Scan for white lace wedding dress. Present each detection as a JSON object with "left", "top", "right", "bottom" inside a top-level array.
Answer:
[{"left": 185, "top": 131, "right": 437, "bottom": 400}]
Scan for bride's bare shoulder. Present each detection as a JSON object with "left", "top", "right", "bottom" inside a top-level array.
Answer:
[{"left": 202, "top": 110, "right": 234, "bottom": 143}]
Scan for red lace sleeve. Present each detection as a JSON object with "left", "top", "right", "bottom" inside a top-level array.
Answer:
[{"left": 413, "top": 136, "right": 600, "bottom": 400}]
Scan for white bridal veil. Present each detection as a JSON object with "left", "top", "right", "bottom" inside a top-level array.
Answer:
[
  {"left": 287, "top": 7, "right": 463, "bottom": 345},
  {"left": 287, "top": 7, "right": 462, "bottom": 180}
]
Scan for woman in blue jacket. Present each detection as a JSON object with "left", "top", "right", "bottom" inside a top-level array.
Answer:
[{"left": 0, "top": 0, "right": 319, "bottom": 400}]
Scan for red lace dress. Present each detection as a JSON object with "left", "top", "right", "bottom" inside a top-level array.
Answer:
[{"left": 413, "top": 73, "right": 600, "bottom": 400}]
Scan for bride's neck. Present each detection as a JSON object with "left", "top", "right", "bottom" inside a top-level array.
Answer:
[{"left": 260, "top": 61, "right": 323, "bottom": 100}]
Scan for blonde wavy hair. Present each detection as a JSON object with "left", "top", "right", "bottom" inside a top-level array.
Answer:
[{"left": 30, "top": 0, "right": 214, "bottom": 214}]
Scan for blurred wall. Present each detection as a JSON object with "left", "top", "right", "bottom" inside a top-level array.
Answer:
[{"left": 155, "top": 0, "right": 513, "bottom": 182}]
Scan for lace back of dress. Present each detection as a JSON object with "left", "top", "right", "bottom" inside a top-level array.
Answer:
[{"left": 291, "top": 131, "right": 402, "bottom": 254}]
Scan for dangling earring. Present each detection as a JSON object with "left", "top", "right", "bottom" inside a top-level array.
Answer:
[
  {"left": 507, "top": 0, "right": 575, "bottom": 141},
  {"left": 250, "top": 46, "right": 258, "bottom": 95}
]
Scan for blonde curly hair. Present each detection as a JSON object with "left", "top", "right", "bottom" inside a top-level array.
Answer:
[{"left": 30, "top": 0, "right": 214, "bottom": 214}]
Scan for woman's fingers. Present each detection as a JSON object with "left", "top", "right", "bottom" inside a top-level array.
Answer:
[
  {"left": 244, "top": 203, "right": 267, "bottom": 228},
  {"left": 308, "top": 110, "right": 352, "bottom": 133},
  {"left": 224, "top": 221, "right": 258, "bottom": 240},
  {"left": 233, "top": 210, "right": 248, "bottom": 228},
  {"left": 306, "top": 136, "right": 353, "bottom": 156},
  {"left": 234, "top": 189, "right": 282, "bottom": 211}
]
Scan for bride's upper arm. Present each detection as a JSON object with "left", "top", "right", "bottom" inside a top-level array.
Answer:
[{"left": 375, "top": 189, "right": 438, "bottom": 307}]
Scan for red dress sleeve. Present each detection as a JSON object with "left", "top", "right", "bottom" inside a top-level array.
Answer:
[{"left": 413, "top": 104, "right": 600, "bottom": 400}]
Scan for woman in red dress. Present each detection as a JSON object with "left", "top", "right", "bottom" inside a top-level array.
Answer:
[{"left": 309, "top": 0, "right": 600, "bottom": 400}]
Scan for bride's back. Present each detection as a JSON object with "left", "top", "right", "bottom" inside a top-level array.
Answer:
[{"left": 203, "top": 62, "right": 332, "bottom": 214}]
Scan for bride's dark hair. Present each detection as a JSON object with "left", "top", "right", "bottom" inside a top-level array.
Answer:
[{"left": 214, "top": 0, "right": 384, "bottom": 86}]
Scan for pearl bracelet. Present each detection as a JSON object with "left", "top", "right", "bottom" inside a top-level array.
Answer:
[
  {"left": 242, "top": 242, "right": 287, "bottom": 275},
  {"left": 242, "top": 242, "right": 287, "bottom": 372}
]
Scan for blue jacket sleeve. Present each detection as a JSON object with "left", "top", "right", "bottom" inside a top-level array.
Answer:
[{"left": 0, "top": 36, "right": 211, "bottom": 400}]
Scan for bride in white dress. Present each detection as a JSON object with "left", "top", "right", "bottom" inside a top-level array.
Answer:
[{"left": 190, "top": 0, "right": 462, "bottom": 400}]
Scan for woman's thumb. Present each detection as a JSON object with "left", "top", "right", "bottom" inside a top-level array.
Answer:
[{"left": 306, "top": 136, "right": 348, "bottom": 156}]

────────────────

**Your objective**:
Copy out the whole listing above, changing every "Scan for" to "Look for". Keep everything else unchanged.

**The completed task**:
Look for white lace wedding dress. Present each detection as a JSON object with "left", "top", "right", "bottom" inside a top-level array.
Answer:
[{"left": 185, "top": 131, "right": 437, "bottom": 400}]
Look for bride's bare shoulder. Present each detection as a JSON object with "left", "top", "right", "bottom" inside a top-level array.
Answer:
[{"left": 202, "top": 110, "right": 234, "bottom": 143}]
Look for red lace sleeve. Present each detection as a JSON object with "left", "top", "right", "bottom" inside a top-level array.
Answer:
[{"left": 413, "top": 136, "right": 600, "bottom": 400}]
Look for white bridal veil. Present each detection as a JSON object with "left", "top", "right", "bottom" inside a top-level array.
Answer:
[
  {"left": 287, "top": 7, "right": 463, "bottom": 345},
  {"left": 287, "top": 7, "right": 462, "bottom": 180}
]
Look for woman in blue jacket. Present each detection as a JSON object with "left", "top", "right", "bottom" inside a top-level array.
Answer:
[{"left": 0, "top": 0, "right": 319, "bottom": 400}]
Look for red lace dress. Present each detection as a JSON object with "left", "top", "right", "bottom" inside a top-level array.
Answer:
[{"left": 413, "top": 73, "right": 600, "bottom": 400}]
Look for bride's neck. Present each detection as a JSON object with "left", "top", "right", "bottom" inside a top-level array.
Answer:
[{"left": 260, "top": 61, "right": 323, "bottom": 100}]
Look for blonde wavy hair. Present each detection as a JSON object with "left", "top", "right", "bottom" inside a top-level array.
Answer:
[{"left": 30, "top": 0, "right": 214, "bottom": 214}]
Look for blurred wall. Present each detection as a JSON object with "left", "top", "right", "bottom" inside a top-level array.
Answer:
[{"left": 155, "top": 0, "right": 513, "bottom": 182}]
Look for lace back of dress. Present each detection as a JSON object with "left", "top", "right", "bottom" inside a top-level array.
Answer:
[{"left": 291, "top": 131, "right": 402, "bottom": 254}]
Look for dangling earring. Present each detection as a JSON object with "left", "top", "right", "bottom" inside a top-level array.
Answer:
[
  {"left": 507, "top": 0, "right": 575, "bottom": 141},
  {"left": 250, "top": 46, "right": 258, "bottom": 95}
]
Look for blonde curly hair. Present each detection as a JSON object with "left", "top", "right", "bottom" inside a top-level array.
Answer:
[{"left": 30, "top": 0, "right": 214, "bottom": 214}]
Look for woman's fingers. Present each detection as a JSON object with "left", "top", "right", "bottom" inside a top-level array.
Answer:
[
  {"left": 244, "top": 203, "right": 267, "bottom": 228},
  {"left": 308, "top": 110, "right": 352, "bottom": 133},
  {"left": 224, "top": 221, "right": 258, "bottom": 240},
  {"left": 233, "top": 210, "right": 248, "bottom": 228},
  {"left": 306, "top": 136, "right": 353, "bottom": 156},
  {"left": 234, "top": 189, "right": 282, "bottom": 211}
]
Look for bride's upper arm. Present each detection as a JSON object with "left", "top", "right", "bottom" inside a top-level array.
Answer:
[{"left": 375, "top": 189, "right": 438, "bottom": 307}]
Look for red dress sleeve. Present each detection as a JSON object with "left", "top", "right", "bottom" inside a top-level array.
Answer:
[{"left": 413, "top": 104, "right": 600, "bottom": 400}]
Look for woman in red dress. Present each detection as a JSON object with "left", "top", "right", "bottom" inside a top-level array.
Answer:
[{"left": 309, "top": 0, "right": 600, "bottom": 400}]
Look for bride's back. Present each detection as a JSON object with "left", "top", "right", "bottom" inside a top-level array.
Answer:
[{"left": 203, "top": 62, "right": 332, "bottom": 214}]
Look for bride's dark hair. Present each detection as a JSON object with "left", "top", "right", "bottom" inside a top-level array.
Answer:
[{"left": 214, "top": 0, "right": 384, "bottom": 86}]
Look for pearl bracelet. Present each detection as a JSON object with "left", "top", "right", "bottom" inside a top-level array.
Answer:
[
  {"left": 242, "top": 242, "right": 287, "bottom": 275},
  {"left": 242, "top": 242, "right": 287, "bottom": 372}
]
Look for blue jacket sleeve. Present each detection as a JSON object with "left", "top", "right", "bottom" inside a top-level array.
Answer:
[{"left": 0, "top": 36, "right": 211, "bottom": 400}]
Look for bride in white dress. Present each detection as a JSON object with "left", "top", "right", "bottom" inside a top-level array.
Answer:
[{"left": 190, "top": 0, "right": 462, "bottom": 400}]
Look for woman's thumb. Present each detection as a JSON object with "left", "top", "right", "bottom" inside a top-level array.
Answer:
[{"left": 306, "top": 136, "right": 348, "bottom": 156}]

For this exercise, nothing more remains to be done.